**Text shown**.
Painting by Edward Armitage

Herod's Birthday Feast is an oil on canvas history painting by the British artist Edward Armitage, from 1868. It is held at the Guildhall Art Gallery., in London

==History and description==
It depicts a scene from the biblical episode of the feast of Herod, where Salome, the daughter of Herodias, and his niece, is performing the Dance of the Seven Veils before King Herod. In reward to her, the king, even reluctantly, ordered the Beheading of John the Baptist. Salome is seen dancing at a Roman inspired setting, while two musicians play the harp and the tambourine. The people attending, both Herod and Herodias, and the courtesans, are also dressed in Roman inspired clothing. Herod is seen at the left, seated in a throne, with a laurel crown, visibly enticed by his niece dance.

**Exercises to complete**.
#1 Summarize the text about Edward Armitage's painting in two sentences.
#2 Extend the description of Armitage's painting Herod's Birthday Feast, starting after its final sentence.
The lines that come next are separate material.

**Available data**.
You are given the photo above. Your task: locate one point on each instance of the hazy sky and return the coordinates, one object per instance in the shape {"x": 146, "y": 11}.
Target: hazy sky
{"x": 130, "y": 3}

**Answers provided**.
#1 Herod's Birthday Feast is an 1868 oil on canvas history painting by the British artist Edward Armitage, held at the Guildhall Art Gallery in London. It shows Salome performing the Dance of the Seven Veils before King Herod in a Roman-inspired setting, with two musicians playing the harp and the tambourine, while Herod sits on a throne at the left, wearing a laurel crown and visibly enticed by the dance.

#2
The painting was displayed at the Royal Academy Exhibition of 1868 at the National Gallery in London. It was donated by the artist in 1894 to the city's Guildhall Art Gallery.

==Bibliography==
- Djaoui, David (ed.) On n'a rien inventé! Produits, commerce et gastronomie dans l'Antiquité romaine. Musées de Marseille, 2019.
- Roe, Sonia. Oil Paintings in Public Ownership in the City of London of London. Public Catalogue Foundation, 2009.
- Ricco, Amedeo (ed.) Holy Land. Archaeology on Either Side: Archaeological Essays in Honour of Eugenio Alliata Ofm. TS Edizioni, 2020.